__Source excerpt__

######

The five-piece band, helmed by co-vocalists Alexis Taylor and Joe Goddard, was a promising but goofy indie-dance act at the start of the 2000s, but grew stronger and more singular over time. in 2005, Hot Chip linked up with the influential DFA Records and since then has been responsible for a stellar run of tracks — giddy, mixed-genre earworms like “Over and Over” and “Boy from School” from 2006’s “The Warning” album that simply demanded to be played on repeat.

Hot Chip’s 2008 LP, “Made in the Dark,” was an overstuffed grower of a record that featured the band’s most successful song to date, “Ready for the Floor,” which eventually hit No. 6 on the U.K. singles chart. By that point, though, critics and fans began to wonder if Hot Chip was merely a singles band and whether its albums could match the high bar set by its individual tracks.

The group’s newest record, “One Life Stand,” should quell any doubts.

Keeping with the pensive vibe they struck on a collaborative 2008 EP with renowned British avant-garde singer Robert Wyatt, “One Life Stand” marks the continuation of Hot Chip’s “mature” period, a treacherous step for any group but one that they pull off with ease. Where the band was twitchy and scattered before, here they’re grown-up and focused, exploring themes like marital love, friendship and devotion with the same knack for melody and catchiness that they’ve shown in the past.

At a slender 10 songs, “One Life Stand” alternates between upbeat, dancefloor-ready numbers and somber, romantic ballads and is more cohesive than any of Hot Chip’s previous full-length albums. Buoyant tracks like opener “Thieves in the Night” and “We have Love” extend throbbing, techno-inspired verses into triumphant choruses, showcasing the contrast between Taylor’s aching falsetto and Goddard’s huskier croon. Throughout, the pair (who share lyrical as well as singing duties) is reflective and sentimental, imbuing even the record’s cheerful songs with an undercurrent of sadness.

Hand me Down your Love,” Taylor announces his true love but wonders if he’ll ever be good enough for her. “I’ve known for a long time that you are my love line / So why can’t I be bright like my lover’s light?” he asks. With “Brothers,” part of a tear-jerking suite of ballads in the album’s second half, Goddard examines fraternal camaraderie without veering into mawkishness. “I will drink my fill with my brothers. And if one of us gets ill, then my brothers will watch over me,” he states simply.

Overall, “One Life Stand” is impressive lyrically, too, but the sounds that carry its words are just as compelling. whether splitting the difference between new Order and modern techno on “I Feel Better” or dialing things down on tender, slow-burning songs like “Alley Cats,” the arrangements are well built and distinctive, and the band’s sparkling melodies come through clearly.

It’s just one of the many ways Hot Chip show its maturity with this album, and it’s a lovely thing to absorb.

######

__Given task A__
According to the Hot Chip review, what position did "Ready for the Floor" reach on the U.K. singles chart?
__Given task B__
Write out the part of the Hot Chip review from "The five-piece band, helmed" up to and including "played on repeat.", word for word.

__Raw records__
######

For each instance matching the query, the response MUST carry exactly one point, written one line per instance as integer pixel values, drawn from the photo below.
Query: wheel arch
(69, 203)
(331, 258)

######

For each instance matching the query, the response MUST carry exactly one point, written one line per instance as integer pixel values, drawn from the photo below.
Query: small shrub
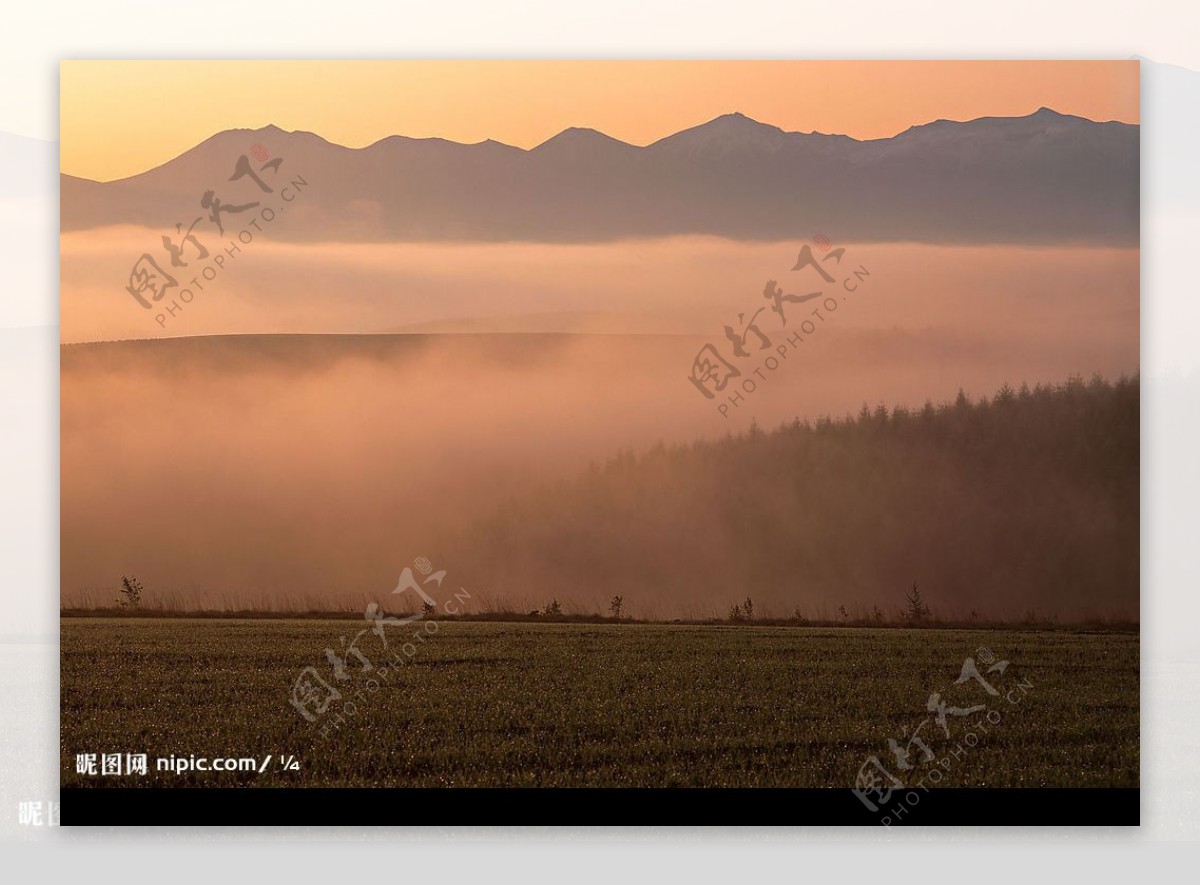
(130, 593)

######

__Complete response A__
No. 6

__Complete response B__
The five-piece band, helmed by co-vocalists Alexis Taylor and Joe Goddard, was a promising but goofy indie-dance act at the start of the 2000s, but grew stronger and more singular over time. in 2005, Hot Chip linked up with the influential DFA Records and since then has been responsible for a stellar run of tracks — giddy, mixed-genre earworms like “Over and Over” and “Boy from School” from 2006’s “The Warning” album that simply demanded to be played on repeat.